Task description — Quote the listing below in full and exactly as written, but omit every picture.

Coordinate annotation records:
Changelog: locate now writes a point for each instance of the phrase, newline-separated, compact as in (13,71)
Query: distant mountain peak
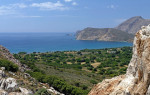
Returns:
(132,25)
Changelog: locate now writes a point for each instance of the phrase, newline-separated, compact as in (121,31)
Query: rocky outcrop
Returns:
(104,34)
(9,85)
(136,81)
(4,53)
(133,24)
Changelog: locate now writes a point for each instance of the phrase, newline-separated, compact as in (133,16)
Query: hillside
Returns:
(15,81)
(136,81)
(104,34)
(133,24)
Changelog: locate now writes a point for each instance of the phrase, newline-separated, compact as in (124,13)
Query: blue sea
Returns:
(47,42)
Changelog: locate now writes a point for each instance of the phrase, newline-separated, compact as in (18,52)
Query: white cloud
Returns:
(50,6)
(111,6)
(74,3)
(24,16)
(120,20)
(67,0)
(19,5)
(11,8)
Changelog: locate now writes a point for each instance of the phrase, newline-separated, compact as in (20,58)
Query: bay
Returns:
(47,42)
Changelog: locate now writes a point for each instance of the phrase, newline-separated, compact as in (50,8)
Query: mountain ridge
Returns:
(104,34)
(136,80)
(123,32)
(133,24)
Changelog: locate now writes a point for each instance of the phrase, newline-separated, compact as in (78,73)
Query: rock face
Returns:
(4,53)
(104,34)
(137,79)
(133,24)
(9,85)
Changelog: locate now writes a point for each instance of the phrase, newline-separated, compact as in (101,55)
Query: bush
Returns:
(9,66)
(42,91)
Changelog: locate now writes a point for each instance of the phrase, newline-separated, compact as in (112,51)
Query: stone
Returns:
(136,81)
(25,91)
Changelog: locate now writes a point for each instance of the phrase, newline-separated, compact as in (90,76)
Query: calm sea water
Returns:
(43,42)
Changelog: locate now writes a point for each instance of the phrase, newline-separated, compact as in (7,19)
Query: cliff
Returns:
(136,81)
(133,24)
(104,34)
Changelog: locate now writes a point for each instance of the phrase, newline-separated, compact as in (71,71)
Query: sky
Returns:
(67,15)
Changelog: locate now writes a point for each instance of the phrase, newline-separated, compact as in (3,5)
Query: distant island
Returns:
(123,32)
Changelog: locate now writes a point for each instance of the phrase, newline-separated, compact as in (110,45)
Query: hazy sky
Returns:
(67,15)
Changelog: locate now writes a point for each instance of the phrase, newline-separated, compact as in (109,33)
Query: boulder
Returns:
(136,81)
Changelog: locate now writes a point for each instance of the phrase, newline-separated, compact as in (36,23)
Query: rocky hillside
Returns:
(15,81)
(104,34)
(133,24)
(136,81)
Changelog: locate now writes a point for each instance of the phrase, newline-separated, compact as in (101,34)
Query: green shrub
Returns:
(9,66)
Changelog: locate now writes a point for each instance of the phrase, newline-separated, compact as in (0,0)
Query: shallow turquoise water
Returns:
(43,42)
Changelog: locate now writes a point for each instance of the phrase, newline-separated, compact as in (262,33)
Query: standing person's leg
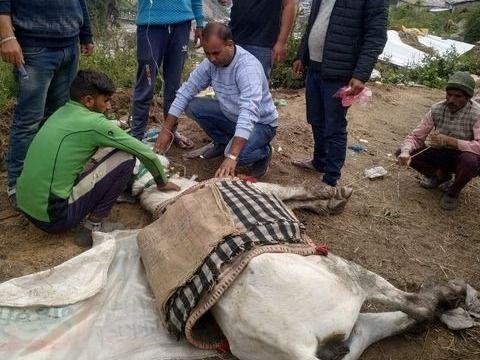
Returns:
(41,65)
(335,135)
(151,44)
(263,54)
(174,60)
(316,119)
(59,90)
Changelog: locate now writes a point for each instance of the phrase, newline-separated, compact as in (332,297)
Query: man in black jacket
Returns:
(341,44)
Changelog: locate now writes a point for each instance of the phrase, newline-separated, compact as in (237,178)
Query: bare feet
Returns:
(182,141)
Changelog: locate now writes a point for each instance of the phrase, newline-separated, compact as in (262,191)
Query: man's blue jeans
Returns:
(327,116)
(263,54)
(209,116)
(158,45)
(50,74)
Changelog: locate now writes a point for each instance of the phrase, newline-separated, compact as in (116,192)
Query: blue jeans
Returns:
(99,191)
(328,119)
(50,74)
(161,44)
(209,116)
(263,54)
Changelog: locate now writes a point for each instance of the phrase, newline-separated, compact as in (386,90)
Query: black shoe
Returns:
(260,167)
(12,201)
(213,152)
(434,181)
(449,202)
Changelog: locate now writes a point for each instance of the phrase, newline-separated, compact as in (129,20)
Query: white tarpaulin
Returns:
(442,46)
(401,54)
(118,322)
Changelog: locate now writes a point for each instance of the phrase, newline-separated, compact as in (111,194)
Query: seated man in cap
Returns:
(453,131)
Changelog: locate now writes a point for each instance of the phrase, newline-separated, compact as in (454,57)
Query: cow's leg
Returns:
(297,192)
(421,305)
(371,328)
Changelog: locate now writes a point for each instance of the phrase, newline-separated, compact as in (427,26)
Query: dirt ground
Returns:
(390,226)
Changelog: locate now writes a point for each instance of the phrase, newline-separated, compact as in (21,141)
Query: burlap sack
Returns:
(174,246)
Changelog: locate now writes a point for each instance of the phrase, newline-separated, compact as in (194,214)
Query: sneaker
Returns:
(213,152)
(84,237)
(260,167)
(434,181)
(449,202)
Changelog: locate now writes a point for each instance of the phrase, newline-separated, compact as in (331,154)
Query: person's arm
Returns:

Exercise result —
Changelog: locate now writes a point for each instance of the phrase, newline-separated, compact as in (13,71)
Query: distant mountain peak
Returns:
(132,25)
Changelog: locate now writes a point for each instance of the phrase, newline-separated, compact as in (121,31)
Query: rocky outcrop
Returns:
(104,34)
(9,85)
(136,81)
(4,53)
(133,24)
Changelog: locate now writes a point for each instance of the phrase, newline-separated, compact as in (133,16)
Query: hillside
Returns:
(15,81)
(136,81)
(104,34)
(133,24)
Changelog: locate now writes a point for each instance of the phrase, newline-separated, compact as in (124,13)
Query: blue sea
Returns:
(47,42)
Changelog: locate now writes a point for each instance of the phrase, newline-separated, compact as in (18,52)
Query: white cloud
Returns:
(50,6)
(111,6)
(74,3)
(24,16)
(120,20)
(67,0)
(19,5)
(11,8)
Changelog: locate now writes a point for each instance of the phrase, newline-separated, compact as in (20,58)
Query: bay
Returns:
(47,42)
Changelog: locate now writes a point for each instance of the phrase, newline-separated, compact as in (50,8)
Query: mountain ridge
Returns:
(104,34)
(136,80)
(123,32)
(133,24)
Changelog: locate now writes a point for each instance of the phrase, newline-separated, compact as in (78,73)
Query: rock face
Returns:
(4,53)
(104,34)
(137,79)
(133,24)
(9,85)
Changelog: locate now writes a point for each instance of the phrase, newline-separated, compact as in (101,55)
Query: bush
Returns:
(9,66)
(42,91)
Changelog: locate now writes a point for each instance of the phrase, newline-separated, compact as in (112,51)
Query: stone
Returns:
(136,81)
(25,91)
Changelog: locate now writes a point for each instance of the phrase, newline-separated, compact as in (90,76)
Query: calm sea water
Returns:
(43,42)
Changelog: locate now writes a point for each instance of the phrase, newline-separated, compact as in (7,19)
Query: cliff
Returns:
(136,81)
(133,24)
(104,34)
Changelog: locate now writes a point for each instance of the phrase, newline-separated, compact as in (71,71)
Query: sky
Returns:
(67,15)
Changelog: locate now writes a point for each instance of the phrase, newline-separated, compact as in (3,5)
Query: distant island
Returns:
(123,32)
Changelog: locate now writes a point for each instance of the phrase, newline-separated, compact as in (110,45)
Query: hazy sky
Returns:
(67,15)
Changelog: locate now writes a point for each instance of the phrase, newline-separated, compact as in (109,33)
Query: boulder
Returns:
(136,81)
Changelog: locate now writes a point for each instance of the phrase, newline-separated, compact as in (36,23)
Query: rocky hillside
Returns:
(15,81)
(104,34)
(133,24)
(136,81)
Changelog: locate now writes a point for each instance of the phrase, newline-separated, compact as in (101,34)
Query: green shrub
Returns:
(9,66)
Changelog: locate now writes a point for each instance of the phrase, newline-separated, compact as in (0,0)
Query: shallow turquoise water
Returns:
(43,42)
Changelog: locate now writes a point for each instance of the phrase, newline-separated, compact as in (262,33)
Query: standing person's leg
Returns:
(41,65)
(335,135)
(151,44)
(263,54)
(174,60)
(316,119)
(59,90)
Changelog: locate now writes a point for each instance of the phrase, newline-separated, compact as in (332,297)
Query: man in black jacket
Returns:
(341,44)
Changelog: locate now writes a point for each instance of the phrase, newline-separated, compact as in (237,178)
Query: bare feet
Returns:
(182,141)
Changelog: locate now writes a point for each instance of the phrase, newline-separated, compact as in (262,191)
Query: man's blue jeans
Returns:
(327,116)
(263,54)
(209,116)
(158,45)
(50,74)
Changelog: locate now writes a point for each instance of the phrase, newline-separated, compact as in (116,192)
Query: blue jeans
Returns:
(99,191)
(328,119)
(50,74)
(161,44)
(209,116)
(263,54)
Changelog: locate now writes a point for each instance of the phrase, newline-separated, compact as in (386,90)
Query: black shoe
Returns:
(260,167)
(12,201)
(213,152)
(434,181)
(449,202)
Changelog: locate now writes a point for each instance of the phrase, newline-separated, compact as in (129,20)
Query: white tarpaulin
Returns:
(442,46)
(401,54)
(118,322)
Changelog: locate now writes a point for each instance of the phrase, newline-separated, compact as in (111,194)
Query: seated man in cap
Returns:
(453,131)
Changelog: locate now writes a point for each instance of the phrase, newline-separated, compact as in (454,57)
Query: cow's leg
Returns:
(297,192)
(421,305)
(371,328)
Changelog: locate now writes a point for each instance of the phrase, newline-separated, compact as in (427,26)
Query: dirt ground
Returns:
(390,226)
Changelog: locate now writes a point for each instance of the phrase, newline-separated, compact as in (21,141)
Query: burlap sack
Returns:
(174,246)
Changelog: locate now writes a point for each instance of the phrase, newline-separated, compact as in (194,214)
Query: sneaker
Returns:
(213,152)
(84,237)
(260,167)
(434,181)
(449,202)
Changelog: locate now writes a point for each instance of the phrase, newline-separated, compact as in (331,154)
Query: person's arm
Returns:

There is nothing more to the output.